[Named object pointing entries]
━━━━━━━━

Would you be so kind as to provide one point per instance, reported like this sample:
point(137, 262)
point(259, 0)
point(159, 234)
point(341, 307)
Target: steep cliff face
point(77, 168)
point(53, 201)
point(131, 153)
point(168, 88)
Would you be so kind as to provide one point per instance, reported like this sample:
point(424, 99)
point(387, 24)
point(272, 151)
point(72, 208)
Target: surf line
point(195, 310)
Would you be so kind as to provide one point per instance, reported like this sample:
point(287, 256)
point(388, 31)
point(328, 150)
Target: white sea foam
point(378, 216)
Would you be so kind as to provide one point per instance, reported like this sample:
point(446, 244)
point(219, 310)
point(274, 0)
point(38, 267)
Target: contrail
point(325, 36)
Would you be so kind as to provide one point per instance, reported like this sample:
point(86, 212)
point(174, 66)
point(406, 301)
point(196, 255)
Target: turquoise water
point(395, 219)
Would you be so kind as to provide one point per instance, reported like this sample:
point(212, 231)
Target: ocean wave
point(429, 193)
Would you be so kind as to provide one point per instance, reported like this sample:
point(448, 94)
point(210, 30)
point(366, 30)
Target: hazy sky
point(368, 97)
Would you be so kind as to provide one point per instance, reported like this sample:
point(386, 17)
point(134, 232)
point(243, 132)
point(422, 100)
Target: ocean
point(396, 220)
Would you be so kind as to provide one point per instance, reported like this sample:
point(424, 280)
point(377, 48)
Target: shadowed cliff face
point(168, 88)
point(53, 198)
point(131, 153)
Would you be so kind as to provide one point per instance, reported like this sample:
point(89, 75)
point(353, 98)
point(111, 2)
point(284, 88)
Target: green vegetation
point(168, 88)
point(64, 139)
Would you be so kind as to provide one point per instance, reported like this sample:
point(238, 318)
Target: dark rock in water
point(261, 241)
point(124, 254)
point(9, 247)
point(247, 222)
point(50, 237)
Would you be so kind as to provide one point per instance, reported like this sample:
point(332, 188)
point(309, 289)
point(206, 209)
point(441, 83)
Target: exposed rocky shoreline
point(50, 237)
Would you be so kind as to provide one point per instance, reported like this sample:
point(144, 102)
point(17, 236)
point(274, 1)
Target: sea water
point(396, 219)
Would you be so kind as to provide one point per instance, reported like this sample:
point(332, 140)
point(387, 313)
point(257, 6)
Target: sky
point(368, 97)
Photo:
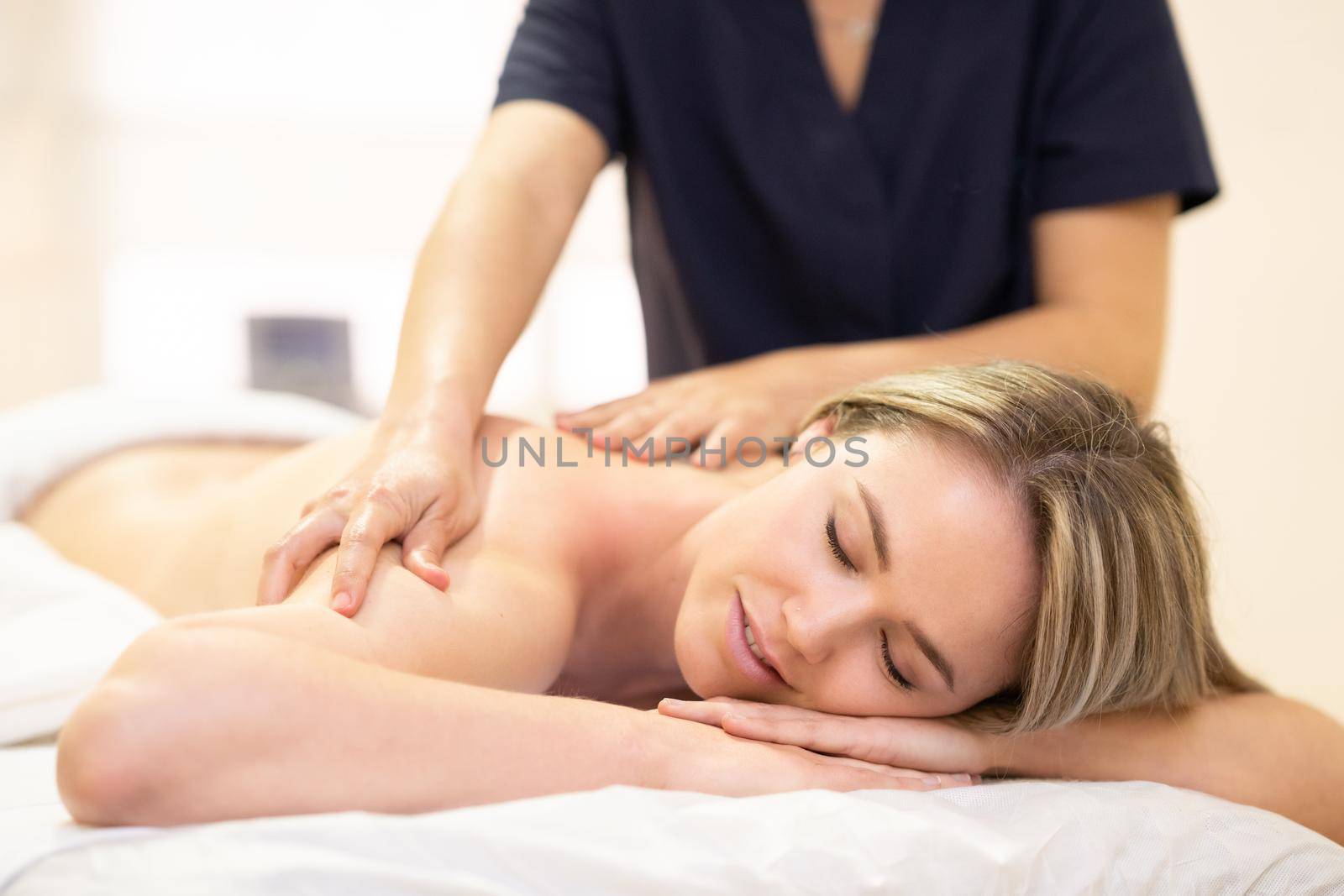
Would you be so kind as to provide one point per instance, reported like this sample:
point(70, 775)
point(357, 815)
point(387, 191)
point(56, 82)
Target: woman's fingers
point(288, 558)
point(711, 711)
point(839, 735)
point(375, 523)
point(927, 779)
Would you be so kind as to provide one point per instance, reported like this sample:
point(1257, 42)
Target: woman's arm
point(205, 723)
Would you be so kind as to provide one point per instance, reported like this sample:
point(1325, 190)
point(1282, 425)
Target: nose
point(817, 624)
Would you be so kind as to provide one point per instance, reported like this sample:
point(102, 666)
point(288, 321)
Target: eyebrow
point(931, 652)
point(879, 527)
point(879, 543)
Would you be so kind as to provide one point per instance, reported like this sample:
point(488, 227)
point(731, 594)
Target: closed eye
point(835, 544)
point(891, 667)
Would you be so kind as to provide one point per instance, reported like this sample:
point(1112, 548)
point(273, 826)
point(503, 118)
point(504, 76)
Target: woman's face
point(917, 547)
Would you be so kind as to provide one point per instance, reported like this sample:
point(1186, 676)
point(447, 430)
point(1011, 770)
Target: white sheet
point(1021, 837)
point(60, 625)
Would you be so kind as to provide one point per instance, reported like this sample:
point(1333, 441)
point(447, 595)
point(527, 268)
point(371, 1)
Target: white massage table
point(60, 626)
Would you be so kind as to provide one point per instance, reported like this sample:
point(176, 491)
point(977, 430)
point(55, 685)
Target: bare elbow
point(101, 768)
point(121, 750)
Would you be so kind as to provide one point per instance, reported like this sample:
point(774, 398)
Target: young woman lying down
point(996, 571)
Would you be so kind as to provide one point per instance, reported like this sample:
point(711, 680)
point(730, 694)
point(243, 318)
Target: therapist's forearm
point(481, 271)
point(1065, 338)
point(214, 723)
point(1253, 748)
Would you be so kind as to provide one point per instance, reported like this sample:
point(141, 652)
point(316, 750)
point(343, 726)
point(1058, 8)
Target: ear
point(822, 427)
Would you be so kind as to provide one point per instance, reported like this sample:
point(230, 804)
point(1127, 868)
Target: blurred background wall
point(171, 170)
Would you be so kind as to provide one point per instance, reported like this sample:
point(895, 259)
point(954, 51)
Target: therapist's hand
point(761, 396)
point(931, 745)
point(413, 485)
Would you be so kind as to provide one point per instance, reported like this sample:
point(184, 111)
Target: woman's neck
point(640, 543)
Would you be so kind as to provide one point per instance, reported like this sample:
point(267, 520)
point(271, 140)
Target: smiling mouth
point(749, 654)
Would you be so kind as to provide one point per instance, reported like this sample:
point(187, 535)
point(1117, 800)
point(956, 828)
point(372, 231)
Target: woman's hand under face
point(761, 396)
point(932, 745)
point(711, 761)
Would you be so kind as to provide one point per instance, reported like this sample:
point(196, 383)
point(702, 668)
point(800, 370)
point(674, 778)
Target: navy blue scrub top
point(763, 215)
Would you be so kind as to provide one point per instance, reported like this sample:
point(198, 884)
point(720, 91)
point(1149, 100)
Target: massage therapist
point(820, 192)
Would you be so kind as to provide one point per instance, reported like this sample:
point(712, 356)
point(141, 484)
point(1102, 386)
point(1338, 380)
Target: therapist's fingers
point(375, 521)
point(632, 425)
point(423, 546)
point(286, 559)
point(719, 445)
point(598, 412)
point(682, 425)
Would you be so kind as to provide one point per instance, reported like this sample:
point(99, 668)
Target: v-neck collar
point(819, 65)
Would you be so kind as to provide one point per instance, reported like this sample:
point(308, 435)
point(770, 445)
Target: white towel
point(60, 625)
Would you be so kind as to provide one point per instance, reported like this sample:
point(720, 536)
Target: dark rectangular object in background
point(306, 355)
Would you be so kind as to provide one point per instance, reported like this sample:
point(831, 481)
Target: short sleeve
point(564, 51)
point(1120, 118)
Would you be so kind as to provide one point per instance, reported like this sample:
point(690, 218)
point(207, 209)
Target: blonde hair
point(1122, 618)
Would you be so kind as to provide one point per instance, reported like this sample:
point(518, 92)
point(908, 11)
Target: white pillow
point(60, 627)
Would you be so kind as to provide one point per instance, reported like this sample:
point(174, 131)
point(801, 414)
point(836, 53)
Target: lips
point(759, 633)
point(741, 653)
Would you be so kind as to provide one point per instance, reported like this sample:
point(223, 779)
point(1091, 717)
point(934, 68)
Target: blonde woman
point(998, 571)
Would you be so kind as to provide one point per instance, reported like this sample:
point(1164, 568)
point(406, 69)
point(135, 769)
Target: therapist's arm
point(1101, 288)
point(477, 281)
point(1101, 291)
point(487, 259)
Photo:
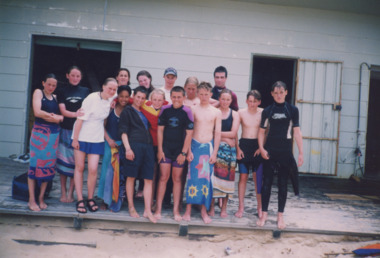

━━━━━━━━

Copy every line above that contains the word "blonde", treating uppercase and lowercase as different.

Target: blonde hair
Target: blonde woman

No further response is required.